• [Instructions for the task]: Return the records word for word. Any pictures in them are not part of the copy.

:::

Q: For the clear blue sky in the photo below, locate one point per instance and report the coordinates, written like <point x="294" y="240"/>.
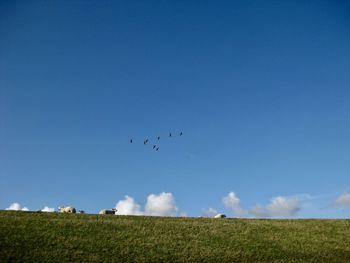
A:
<point x="260" y="89"/>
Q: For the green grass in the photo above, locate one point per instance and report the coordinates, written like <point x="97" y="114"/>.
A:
<point x="53" y="237"/>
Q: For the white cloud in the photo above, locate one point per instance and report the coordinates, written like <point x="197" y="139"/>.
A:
<point x="156" y="205"/>
<point x="48" y="209"/>
<point x="279" y="207"/>
<point x="210" y="212"/>
<point x="17" y="207"/>
<point x="232" y="202"/>
<point x="343" y="200"/>
<point x="128" y="206"/>
<point x="161" y="205"/>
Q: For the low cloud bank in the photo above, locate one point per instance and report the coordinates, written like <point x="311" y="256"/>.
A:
<point x="48" y="209"/>
<point x="210" y="212"/>
<point x="343" y="200"/>
<point x="156" y="205"/>
<point x="279" y="207"/>
<point x="17" y="207"/>
<point x="232" y="202"/>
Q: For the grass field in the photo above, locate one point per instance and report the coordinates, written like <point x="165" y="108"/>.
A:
<point x="53" y="237"/>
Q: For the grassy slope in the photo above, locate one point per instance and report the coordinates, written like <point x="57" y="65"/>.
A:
<point x="27" y="236"/>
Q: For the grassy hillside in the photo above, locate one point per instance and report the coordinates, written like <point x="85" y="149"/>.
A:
<point x="29" y="236"/>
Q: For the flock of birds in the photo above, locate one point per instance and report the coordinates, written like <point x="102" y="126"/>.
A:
<point x="156" y="146"/>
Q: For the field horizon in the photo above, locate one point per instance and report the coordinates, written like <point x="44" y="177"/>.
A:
<point x="48" y="237"/>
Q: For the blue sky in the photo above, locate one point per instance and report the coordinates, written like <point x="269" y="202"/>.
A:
<point x="260" y="89"/>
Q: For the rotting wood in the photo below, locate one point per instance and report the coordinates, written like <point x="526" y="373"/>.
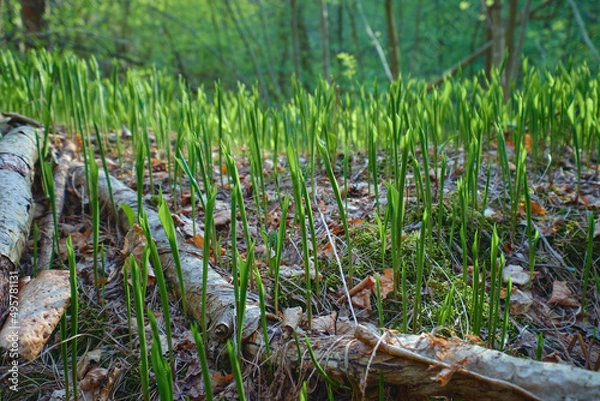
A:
<point x="42" y="302"/>
<point x="423" y="365"/>
<point x="47" y="226"/>
<point x="18" y="154"/>
<point x="428" y="365"/>
<point x="220" y="296"/>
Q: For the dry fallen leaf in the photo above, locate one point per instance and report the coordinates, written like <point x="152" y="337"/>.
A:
<point x="528" y="139"/>
<point x="362" y="299"/>
<point x="520" y="301"/>
<point x="536" y="208"/>
<point x="561" y="295"/>
<point x="386" y="283"/>
<point x="518" y="275"/>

:::

• [Solved exercise]:
Q: For the clear blue sky in the photo below, locate one point per instance and report the coordinates, written like <point x="294" y="240"/>.
A:
<point x="260" y="89"/>
Q: For the green grass in the photo above, locate one point per instance and report the coordinates, written like <point x="97" y="114"/>.
A:
<point x="53" y="237"/>
Q: For the white cloud in the photo above, locate one point per instance and report the coordinates, written like <point x="197" y="139"/>.
A:
<point x="156" y="205"/>
<point x="48" y="209"/>
<point x="279" y="207"/>
<point x="210" y="212"/>
<point x="17" y="207"/>
<point x="232" y="202"/>
<point x="343" y="200"/>
<point x="128" y="206"/>
<point x="161" y="205"/>
Q: For the low cloud bank in the photo above, locate one point per instance and report the coordinates, written like <point x="311" y="256"/>.
A:
<point x="48" y="209"/>
<point x="210" y="212"/>
<point x="343" y="200"/>
<point x="156" y="205"/>
<point x="279" y="207"/>
<point x="17" y="207"/>
<point x="232" y="202"/>
Q: For the grass field in the photo above, locate one point per instance and report the coordinates, written like <point x="165" y="108"/>.
A:
<point x="53" y="237"/>
Q: For the grassy slope in the photo above, locate one point per instance and report the coordinates, written like <point x="57" y="65"/>.
A:
<point x="27" y="236"/>
Q: For the grassy hillside in the photo above, locate one point per instance and report the coordinates, written like <point x="85" y="149"/>.
A:
<point x="29" y="236"/>
Q: For the flock of birds in the photo above, locate one point per instance and report the coordinates, written like <point x="102" y="126"/>.
A:
<point x="156" y="146"/>
Q: For the field horizon in the photo above, locate one point per instance and report the coordinates, written like <point x="44" y="177"/>.
A:
<point x="48" y="237"/>
Q: For the blue sky in the photo above, locate one point per instance and report the coordinates, written like <point x="269" y="202"/>.
A:
<point x="260" y="89"/>
Q: For the rotting wood in the photo below, locate one point per instance and report the coordinates, written like <point x="526" y="373"/>.
A:
<point x="42" y="302"/>
<point x="423" y="365"/>
<point x="47" y="226"/>
<point x="18" y="154"/>
<point x="428" y="365"/>
<point x="220" y="296"/>
Q: For the dry fallen leaf in the photo above, locate one point per instance and report the coordinates, written like <point x="152" y="337"/>.
A:
<point x="528" y="139"/>
<point x="362" y="299"/>
<point x="520" y="301"/>
<point x="536" y="208"/>
<point x="561" y="295"/>
<point x="386" y="283"/>
<point x="518" y="275"/>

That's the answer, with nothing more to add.